▶ [Directive]
Could you give the lines of the material from the line with "of the flooded" up to and including the line with "pixel 386 327" again, switching "flooded field" to "waterlogged meadow" and keeping everything else the same?

•••

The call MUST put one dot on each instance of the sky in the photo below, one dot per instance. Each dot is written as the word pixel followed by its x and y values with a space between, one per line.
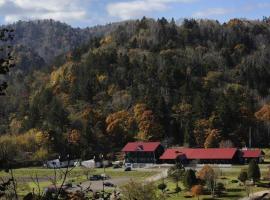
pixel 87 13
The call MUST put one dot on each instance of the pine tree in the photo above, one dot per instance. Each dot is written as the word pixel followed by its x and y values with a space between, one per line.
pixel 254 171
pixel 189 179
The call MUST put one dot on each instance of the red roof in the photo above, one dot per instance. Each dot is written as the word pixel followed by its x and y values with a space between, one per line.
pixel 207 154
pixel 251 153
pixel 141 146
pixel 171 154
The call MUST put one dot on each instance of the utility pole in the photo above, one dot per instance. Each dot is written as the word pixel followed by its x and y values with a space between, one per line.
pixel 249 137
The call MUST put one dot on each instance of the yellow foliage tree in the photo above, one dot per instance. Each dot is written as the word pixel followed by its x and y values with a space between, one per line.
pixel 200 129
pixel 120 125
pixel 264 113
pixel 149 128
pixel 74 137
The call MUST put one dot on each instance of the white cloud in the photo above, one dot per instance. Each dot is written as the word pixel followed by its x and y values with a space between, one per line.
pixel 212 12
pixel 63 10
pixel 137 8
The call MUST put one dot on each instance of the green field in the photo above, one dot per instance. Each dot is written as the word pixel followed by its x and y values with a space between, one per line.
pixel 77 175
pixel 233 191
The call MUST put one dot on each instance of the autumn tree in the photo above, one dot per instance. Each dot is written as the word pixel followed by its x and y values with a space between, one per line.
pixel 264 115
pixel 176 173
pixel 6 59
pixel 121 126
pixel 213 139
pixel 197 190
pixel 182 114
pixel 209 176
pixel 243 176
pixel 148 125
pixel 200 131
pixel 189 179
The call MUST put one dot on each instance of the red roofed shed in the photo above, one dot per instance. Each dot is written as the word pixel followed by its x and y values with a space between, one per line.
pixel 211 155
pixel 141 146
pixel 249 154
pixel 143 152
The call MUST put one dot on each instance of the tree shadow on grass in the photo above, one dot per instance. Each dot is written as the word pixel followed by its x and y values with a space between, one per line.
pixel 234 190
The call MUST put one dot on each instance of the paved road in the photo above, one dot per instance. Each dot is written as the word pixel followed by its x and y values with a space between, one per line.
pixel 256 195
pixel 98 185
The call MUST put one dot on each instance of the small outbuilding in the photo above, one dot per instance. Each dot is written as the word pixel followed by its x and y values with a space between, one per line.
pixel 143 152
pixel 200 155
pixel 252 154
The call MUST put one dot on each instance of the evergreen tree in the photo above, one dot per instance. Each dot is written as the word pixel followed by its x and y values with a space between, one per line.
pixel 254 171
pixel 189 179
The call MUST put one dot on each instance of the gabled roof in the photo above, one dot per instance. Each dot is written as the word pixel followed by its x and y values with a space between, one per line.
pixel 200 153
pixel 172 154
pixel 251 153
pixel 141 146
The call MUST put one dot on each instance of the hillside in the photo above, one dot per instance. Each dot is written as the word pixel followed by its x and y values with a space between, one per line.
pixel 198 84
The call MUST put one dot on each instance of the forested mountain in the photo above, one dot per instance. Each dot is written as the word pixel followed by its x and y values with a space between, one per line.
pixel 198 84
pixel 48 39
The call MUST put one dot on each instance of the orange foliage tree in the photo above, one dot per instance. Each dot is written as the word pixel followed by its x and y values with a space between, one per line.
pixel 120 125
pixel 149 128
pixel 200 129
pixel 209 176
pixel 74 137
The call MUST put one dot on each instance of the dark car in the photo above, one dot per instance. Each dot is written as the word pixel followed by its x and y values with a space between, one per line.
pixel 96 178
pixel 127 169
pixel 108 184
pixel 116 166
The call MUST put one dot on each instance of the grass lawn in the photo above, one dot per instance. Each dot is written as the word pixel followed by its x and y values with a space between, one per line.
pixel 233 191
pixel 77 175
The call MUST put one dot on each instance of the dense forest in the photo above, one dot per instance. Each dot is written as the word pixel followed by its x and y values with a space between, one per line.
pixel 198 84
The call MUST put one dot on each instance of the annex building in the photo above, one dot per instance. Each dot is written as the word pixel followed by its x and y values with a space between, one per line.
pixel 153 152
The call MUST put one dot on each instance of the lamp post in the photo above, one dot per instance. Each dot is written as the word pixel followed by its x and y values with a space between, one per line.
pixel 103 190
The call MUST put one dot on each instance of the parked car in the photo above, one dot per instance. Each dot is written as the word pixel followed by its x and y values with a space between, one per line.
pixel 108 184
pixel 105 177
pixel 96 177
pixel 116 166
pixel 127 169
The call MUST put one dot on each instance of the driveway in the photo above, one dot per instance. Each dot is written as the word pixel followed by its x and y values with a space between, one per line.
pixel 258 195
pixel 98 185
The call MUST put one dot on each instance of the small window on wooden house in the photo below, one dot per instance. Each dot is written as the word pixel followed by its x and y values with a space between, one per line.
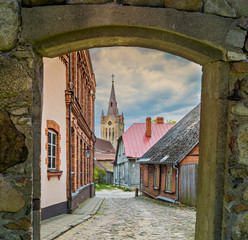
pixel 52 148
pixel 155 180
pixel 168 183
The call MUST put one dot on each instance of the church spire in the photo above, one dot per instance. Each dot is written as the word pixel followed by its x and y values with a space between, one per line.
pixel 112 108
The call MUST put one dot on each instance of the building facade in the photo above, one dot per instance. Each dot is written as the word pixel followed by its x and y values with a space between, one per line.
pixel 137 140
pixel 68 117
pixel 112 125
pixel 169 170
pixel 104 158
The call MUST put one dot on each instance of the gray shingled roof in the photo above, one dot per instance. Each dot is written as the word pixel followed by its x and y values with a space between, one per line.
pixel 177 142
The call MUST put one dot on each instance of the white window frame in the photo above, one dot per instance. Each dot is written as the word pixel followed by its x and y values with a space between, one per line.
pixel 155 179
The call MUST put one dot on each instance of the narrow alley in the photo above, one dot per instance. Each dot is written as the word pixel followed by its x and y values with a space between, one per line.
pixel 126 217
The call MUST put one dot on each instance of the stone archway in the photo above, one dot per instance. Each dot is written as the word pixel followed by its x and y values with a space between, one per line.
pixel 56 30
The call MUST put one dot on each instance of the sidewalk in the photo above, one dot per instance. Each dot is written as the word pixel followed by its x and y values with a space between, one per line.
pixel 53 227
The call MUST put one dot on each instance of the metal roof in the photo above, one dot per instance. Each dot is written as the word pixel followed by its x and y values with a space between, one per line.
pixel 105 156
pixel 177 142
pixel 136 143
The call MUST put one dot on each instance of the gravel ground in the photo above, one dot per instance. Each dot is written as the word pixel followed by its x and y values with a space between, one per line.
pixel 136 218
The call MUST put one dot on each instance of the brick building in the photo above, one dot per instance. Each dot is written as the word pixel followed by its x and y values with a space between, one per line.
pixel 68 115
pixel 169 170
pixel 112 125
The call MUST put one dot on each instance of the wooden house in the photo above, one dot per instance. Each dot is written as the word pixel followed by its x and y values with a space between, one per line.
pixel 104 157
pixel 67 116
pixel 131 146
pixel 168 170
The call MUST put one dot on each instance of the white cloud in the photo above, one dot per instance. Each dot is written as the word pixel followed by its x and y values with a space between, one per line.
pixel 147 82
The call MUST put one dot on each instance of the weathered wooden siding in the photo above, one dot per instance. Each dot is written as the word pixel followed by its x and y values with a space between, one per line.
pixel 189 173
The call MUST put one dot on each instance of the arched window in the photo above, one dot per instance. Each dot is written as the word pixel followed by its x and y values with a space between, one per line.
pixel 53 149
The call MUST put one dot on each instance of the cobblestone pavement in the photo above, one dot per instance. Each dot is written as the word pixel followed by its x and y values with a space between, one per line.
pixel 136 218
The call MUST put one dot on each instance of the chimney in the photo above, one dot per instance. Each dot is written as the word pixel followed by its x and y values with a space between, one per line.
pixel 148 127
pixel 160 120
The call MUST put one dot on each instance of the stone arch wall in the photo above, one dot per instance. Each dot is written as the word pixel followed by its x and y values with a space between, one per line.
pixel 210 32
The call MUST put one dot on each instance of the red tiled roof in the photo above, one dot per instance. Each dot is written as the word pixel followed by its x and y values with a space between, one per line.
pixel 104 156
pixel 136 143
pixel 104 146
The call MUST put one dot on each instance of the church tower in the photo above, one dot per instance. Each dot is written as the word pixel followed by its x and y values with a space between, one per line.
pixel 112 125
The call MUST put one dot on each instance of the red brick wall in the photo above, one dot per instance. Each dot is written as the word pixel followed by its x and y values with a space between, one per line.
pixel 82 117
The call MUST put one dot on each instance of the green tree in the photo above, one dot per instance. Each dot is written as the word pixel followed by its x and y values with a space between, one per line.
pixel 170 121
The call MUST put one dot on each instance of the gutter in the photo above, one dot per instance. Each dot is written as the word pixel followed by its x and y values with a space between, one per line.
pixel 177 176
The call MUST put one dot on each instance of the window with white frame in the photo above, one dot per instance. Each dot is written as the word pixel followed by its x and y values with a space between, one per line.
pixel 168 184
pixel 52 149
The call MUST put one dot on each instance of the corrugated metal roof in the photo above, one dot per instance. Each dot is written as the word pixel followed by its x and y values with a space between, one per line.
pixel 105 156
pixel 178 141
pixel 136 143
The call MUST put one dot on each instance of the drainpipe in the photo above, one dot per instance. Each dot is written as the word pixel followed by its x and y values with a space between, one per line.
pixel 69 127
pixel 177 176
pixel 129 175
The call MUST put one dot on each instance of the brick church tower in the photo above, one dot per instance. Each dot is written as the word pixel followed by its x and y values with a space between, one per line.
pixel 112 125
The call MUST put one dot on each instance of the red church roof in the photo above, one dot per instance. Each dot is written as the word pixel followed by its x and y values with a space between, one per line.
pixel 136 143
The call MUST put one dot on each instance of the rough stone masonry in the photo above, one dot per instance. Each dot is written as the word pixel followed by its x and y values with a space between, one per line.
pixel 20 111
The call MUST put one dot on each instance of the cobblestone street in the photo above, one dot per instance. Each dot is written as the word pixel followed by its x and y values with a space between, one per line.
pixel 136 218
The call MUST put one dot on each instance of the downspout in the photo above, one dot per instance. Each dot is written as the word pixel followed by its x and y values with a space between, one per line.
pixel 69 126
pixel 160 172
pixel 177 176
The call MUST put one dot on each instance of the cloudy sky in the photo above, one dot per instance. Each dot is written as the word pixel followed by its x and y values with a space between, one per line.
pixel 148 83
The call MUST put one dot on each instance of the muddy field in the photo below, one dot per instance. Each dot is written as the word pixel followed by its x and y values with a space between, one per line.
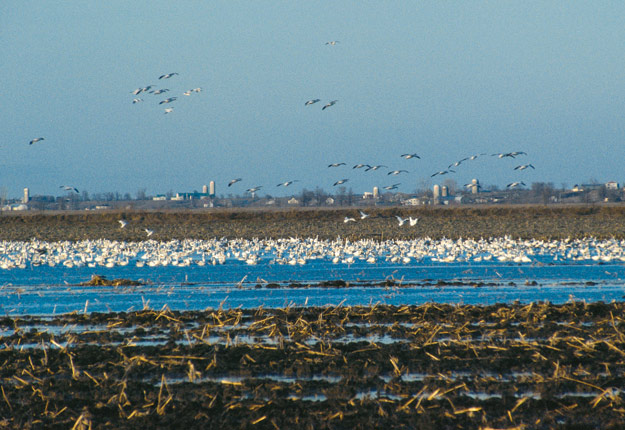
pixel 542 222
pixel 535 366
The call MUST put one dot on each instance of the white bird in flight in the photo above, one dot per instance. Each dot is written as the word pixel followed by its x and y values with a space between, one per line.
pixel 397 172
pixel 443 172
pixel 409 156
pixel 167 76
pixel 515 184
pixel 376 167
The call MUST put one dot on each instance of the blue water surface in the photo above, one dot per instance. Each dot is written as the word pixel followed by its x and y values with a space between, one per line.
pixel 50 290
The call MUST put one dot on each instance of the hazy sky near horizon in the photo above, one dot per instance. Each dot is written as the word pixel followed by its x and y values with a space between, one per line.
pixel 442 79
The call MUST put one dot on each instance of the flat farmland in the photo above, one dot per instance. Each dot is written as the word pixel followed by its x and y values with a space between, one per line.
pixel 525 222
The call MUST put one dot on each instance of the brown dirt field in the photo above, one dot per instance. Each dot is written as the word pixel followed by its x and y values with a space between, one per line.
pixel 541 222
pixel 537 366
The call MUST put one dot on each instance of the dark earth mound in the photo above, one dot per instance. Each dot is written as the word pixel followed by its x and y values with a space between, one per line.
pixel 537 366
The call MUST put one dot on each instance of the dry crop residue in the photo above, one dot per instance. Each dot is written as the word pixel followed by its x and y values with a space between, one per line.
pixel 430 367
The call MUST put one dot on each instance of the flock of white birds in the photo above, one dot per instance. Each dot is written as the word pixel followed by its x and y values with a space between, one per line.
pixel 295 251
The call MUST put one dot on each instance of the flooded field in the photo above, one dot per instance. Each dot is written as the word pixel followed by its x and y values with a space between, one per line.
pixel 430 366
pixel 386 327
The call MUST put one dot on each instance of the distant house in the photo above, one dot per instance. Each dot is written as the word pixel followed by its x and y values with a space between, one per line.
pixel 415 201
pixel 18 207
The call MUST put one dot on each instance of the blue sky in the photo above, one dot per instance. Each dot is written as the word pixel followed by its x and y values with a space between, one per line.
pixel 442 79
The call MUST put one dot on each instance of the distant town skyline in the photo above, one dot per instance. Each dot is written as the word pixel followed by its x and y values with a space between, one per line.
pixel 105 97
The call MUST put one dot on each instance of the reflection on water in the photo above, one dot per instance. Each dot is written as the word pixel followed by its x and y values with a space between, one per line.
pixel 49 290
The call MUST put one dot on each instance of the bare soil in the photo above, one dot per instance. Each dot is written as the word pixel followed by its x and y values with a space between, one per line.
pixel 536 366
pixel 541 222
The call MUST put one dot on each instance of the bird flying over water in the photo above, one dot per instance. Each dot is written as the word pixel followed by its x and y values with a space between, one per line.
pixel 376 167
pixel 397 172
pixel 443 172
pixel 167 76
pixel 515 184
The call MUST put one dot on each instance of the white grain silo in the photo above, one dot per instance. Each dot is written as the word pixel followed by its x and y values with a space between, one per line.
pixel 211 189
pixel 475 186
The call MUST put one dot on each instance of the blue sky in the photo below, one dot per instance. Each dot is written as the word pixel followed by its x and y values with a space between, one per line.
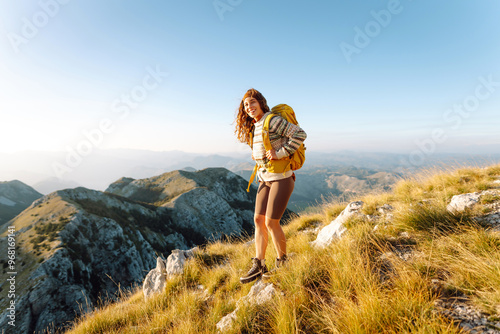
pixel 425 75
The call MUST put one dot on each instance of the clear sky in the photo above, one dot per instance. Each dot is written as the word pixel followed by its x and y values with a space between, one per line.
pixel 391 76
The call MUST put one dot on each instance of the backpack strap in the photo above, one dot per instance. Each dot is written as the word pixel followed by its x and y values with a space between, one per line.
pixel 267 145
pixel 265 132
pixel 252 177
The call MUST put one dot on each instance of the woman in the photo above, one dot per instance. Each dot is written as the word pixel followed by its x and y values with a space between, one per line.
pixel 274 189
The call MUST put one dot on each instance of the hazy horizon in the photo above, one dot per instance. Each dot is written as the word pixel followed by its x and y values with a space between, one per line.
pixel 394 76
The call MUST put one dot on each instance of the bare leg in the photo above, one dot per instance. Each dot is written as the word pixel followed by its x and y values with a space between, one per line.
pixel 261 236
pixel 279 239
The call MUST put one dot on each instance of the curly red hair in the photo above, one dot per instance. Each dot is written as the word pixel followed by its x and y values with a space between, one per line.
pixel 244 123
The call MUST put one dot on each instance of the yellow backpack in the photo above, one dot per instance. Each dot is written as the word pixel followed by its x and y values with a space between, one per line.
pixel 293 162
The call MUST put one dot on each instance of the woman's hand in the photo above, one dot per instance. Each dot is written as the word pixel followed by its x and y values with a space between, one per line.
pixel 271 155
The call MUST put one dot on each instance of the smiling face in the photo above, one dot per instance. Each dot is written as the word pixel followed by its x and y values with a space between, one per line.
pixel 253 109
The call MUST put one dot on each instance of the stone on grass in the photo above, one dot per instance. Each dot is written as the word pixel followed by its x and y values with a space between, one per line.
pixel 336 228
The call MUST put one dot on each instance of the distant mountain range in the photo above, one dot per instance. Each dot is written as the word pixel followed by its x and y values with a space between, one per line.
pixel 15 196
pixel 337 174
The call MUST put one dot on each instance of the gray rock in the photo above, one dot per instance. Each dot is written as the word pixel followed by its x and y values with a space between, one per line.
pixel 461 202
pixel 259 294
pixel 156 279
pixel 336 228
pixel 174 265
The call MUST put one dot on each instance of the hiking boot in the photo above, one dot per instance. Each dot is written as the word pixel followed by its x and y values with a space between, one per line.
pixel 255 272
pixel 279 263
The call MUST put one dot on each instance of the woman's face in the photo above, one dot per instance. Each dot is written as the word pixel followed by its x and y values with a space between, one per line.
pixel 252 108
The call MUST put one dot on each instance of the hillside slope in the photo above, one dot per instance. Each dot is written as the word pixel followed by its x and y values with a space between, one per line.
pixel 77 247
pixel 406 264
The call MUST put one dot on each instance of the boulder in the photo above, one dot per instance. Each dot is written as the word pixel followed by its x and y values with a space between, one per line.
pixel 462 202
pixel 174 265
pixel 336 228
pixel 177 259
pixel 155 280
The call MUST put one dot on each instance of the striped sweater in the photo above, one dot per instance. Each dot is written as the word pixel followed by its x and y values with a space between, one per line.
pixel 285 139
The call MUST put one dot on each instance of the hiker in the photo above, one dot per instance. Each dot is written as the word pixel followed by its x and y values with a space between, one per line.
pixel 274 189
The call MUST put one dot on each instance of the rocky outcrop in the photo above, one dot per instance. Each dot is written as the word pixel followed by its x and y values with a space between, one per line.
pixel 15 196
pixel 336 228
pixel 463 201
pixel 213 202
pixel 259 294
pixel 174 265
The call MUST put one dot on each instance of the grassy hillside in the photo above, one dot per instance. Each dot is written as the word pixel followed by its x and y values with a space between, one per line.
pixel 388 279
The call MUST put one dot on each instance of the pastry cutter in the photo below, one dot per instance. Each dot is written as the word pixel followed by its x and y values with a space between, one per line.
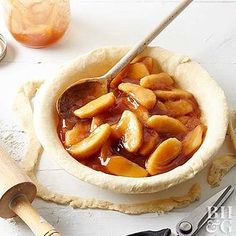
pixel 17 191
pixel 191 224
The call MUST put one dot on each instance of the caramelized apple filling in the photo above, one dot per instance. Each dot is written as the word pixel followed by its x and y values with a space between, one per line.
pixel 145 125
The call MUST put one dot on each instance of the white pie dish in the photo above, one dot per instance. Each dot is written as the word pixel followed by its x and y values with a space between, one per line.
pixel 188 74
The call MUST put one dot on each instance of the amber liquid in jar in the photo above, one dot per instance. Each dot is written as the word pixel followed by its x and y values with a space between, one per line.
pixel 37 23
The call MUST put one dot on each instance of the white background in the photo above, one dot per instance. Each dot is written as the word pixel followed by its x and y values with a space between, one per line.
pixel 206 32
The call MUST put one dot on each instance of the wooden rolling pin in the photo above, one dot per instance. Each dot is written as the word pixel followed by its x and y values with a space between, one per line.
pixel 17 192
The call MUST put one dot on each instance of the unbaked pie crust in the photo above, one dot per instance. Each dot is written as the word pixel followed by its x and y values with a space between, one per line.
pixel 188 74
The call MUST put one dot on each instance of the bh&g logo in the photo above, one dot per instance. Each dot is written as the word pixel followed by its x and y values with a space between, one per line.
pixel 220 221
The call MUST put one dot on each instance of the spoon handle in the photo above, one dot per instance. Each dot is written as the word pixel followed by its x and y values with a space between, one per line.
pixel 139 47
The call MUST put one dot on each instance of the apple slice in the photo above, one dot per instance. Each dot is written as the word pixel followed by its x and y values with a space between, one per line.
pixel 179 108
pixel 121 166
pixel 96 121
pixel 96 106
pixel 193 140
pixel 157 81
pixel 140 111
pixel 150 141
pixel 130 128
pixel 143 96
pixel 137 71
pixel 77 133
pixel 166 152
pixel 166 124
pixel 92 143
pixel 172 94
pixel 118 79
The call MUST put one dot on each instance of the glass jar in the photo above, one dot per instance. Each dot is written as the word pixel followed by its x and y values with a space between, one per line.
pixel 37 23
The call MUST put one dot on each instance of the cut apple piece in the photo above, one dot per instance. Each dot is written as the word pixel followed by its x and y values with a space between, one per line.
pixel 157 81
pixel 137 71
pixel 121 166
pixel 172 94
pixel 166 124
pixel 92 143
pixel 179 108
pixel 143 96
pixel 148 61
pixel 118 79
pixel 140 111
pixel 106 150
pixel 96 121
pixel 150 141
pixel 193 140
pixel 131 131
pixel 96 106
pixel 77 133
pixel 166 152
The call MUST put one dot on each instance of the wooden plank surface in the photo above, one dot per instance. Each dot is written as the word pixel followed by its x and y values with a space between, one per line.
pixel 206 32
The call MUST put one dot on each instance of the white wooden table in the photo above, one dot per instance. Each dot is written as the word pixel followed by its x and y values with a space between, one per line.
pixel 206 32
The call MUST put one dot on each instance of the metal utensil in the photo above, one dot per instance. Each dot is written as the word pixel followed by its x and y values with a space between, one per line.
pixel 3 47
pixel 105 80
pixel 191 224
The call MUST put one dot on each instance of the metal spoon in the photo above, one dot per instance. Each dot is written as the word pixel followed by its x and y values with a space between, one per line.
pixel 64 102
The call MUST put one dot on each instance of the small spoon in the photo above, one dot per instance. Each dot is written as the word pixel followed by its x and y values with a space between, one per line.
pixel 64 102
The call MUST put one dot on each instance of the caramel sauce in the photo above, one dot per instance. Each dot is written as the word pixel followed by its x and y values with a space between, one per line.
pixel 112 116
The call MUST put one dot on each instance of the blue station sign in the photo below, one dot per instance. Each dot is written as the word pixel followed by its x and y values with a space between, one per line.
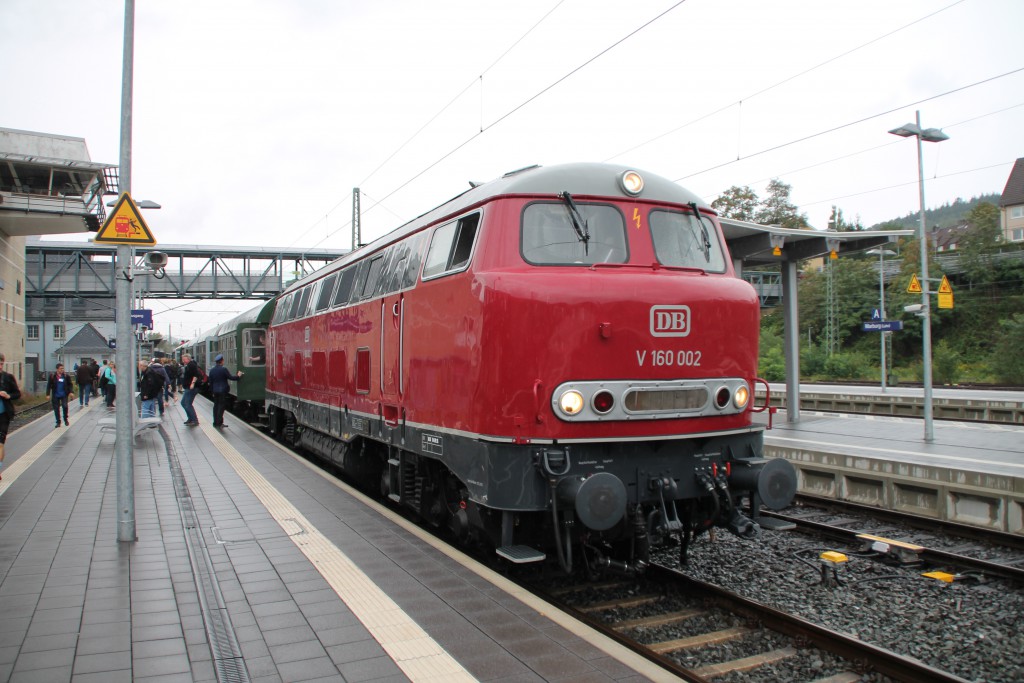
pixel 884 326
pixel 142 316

•••

▶ [Expected answer]
The call MUST put one dot on each instance of the waterlogged meadow in the photo above, one dot per instance. Each dot is written as the word pixel followed by its x and y values with a space between, one per line.
pixel 430 366
pixel 386 327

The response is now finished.